• _Text passage_:
········

[ale] LAMP performance

Pat Regan thehead at patshead.com
Mon Sep 13 16:31:29 EDT 2010


On Mon, 13 Sep 2010 15:11:24 -0400
Greg Freemyer <greg.freemyer at gmail.com> wrote:

> On Mon, Sep 13, 2010 at 2:51 PM, mike barnes <mdb3624 at gmail.com>
> wrote:
> > I have been asked to come up with a solution for a 6 sigma
> > application that can have up to 1 million transaction/hour.
> 
> 300 transactions a second.  Seems doable, but obviously high
> performance.

That's a tough question to answer because we don't know what is
actually involved in each transaction.  

> I wonder about SSDs.  They can only handle a fixed number of
> transactions per lifetime.  They use wear-leveling to smooth it out,
> but a 128KB erase block can typically only take 50,000 writes per
> lifetime.
> 
> Does anyone know if that ends up being a real world limitation or not?
> 
> At a minimum I'd want to research that aspect.  But I suspect new
> generation SSDs will handle it fine.
> 

Current generation SSDs should do fine.  I've read that Intel's X25 is
supposed to be able to do continuous writes for the period of the
warranty before it will fail.  I don't know if the math actually
supports that or not but the amount of real world writes you can put an
X25 through are definitely huge.

········

• _Written request 1_: Please output the portion of the LAMP performance post from "Current generation SSDs" up to and including "are definitely huge.", word for word.
• _Written request 2_: Write the next few lines of the LAMP performance post, picking up after its final sentence.

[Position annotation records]
········

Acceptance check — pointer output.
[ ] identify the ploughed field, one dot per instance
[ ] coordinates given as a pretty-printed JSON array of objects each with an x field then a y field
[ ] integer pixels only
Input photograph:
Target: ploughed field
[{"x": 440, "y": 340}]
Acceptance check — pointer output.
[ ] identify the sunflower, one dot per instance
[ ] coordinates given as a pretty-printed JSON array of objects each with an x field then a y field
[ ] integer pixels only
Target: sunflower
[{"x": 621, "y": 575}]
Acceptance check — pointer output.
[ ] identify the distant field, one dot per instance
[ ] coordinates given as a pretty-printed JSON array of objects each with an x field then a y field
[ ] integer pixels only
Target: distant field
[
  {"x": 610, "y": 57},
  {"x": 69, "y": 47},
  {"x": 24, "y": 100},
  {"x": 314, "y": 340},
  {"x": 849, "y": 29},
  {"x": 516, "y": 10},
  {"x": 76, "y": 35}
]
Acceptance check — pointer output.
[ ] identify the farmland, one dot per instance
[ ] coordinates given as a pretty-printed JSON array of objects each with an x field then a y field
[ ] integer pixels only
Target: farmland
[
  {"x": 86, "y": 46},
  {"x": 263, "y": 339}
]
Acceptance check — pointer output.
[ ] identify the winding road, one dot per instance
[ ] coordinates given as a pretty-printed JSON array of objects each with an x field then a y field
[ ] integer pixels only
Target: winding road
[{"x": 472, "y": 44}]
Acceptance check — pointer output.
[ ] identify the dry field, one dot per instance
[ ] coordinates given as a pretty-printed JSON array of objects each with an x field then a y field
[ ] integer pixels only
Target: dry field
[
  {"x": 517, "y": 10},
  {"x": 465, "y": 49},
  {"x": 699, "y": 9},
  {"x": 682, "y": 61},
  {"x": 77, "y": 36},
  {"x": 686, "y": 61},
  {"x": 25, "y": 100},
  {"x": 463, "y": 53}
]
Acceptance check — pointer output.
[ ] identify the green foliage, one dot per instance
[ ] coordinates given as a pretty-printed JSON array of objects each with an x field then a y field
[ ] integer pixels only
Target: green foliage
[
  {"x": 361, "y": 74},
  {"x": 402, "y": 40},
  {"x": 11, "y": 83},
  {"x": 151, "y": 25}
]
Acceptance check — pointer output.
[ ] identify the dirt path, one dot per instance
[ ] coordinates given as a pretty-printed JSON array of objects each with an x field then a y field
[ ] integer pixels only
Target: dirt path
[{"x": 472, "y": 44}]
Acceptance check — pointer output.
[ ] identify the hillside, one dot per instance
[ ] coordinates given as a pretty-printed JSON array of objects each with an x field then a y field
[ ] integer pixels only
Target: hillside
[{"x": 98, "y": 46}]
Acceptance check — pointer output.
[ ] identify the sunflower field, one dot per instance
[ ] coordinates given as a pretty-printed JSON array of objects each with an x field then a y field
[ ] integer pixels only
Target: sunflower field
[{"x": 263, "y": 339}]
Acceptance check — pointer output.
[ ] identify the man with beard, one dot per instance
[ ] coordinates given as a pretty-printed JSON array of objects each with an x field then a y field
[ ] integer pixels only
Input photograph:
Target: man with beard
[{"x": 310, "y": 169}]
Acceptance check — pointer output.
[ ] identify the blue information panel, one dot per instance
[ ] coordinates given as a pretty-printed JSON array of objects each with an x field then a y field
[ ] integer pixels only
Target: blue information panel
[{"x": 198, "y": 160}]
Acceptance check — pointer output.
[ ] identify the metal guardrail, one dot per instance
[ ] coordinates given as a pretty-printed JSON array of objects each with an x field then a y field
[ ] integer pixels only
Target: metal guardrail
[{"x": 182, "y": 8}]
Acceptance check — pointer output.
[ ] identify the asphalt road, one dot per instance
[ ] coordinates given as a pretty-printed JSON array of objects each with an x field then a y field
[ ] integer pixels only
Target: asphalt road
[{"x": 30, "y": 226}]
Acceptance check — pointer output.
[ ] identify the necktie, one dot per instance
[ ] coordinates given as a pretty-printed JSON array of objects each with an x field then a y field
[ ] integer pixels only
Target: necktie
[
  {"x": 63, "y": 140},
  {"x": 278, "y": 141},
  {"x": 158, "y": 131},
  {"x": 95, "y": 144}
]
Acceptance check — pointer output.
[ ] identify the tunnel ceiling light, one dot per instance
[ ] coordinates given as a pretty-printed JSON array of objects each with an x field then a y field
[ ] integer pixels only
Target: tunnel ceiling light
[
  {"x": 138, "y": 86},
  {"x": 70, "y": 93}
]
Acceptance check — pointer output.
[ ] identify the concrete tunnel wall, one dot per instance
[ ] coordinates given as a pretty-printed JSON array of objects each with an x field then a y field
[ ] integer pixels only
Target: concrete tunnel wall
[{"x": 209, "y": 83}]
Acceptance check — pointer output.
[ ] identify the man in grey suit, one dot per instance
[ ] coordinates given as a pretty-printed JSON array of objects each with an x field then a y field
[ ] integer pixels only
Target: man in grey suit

········

• _Task result 1_:
Current generation SSDs should do fine.  I've read that Intel's X25 is
supposed to be able to do continuous writes for the period of the
warranty before it will fail.  I don't know if the math actually
supports that or not but the amount of real world writes you can put an
X25 through are definitely huge.

• _Task result 2_:
I think the biggest trick they use is the fact that 5-15% of the drive
isn't actually addressable (depending on make/model).

> > P --> Latest
> > Issues that I think I need to consider
> > Application level --> Data cacheing, bytecode cacheing
> > Database --> large memory foot print to hold most of database to
> > alleviate disk IO
> 
> SSD "reads" are not resource intensive and don't shorten the lifetime
> at all, aiui.  So I'm not sure you should pay both for a large memory
> foot print and SSDs.
> 
> ie. a fast SSD may be able to handle 25,000 read io's a second, so it
> should be able to keep up with 300 transactions/second even if most of
> the db is not ram resident.

The X25M in my laptop can pull off 16,000 seeks per second.  I have
never tested writes per second, though.

I do have Bonnie++ results in front of me from one of my older SATA
RAID 10 arrays (four 400 GB 7200 RPM disks).  They only managed 326.2
seeks per second.

> > What am I missing?

How large is the dataset?  Nothing says fast seeks like a dataset than
fits in RAM.  Memory is pretty cheap!  I know servers with 32 gig of
ram are quite cheap.  If your database fits in that you're golden :)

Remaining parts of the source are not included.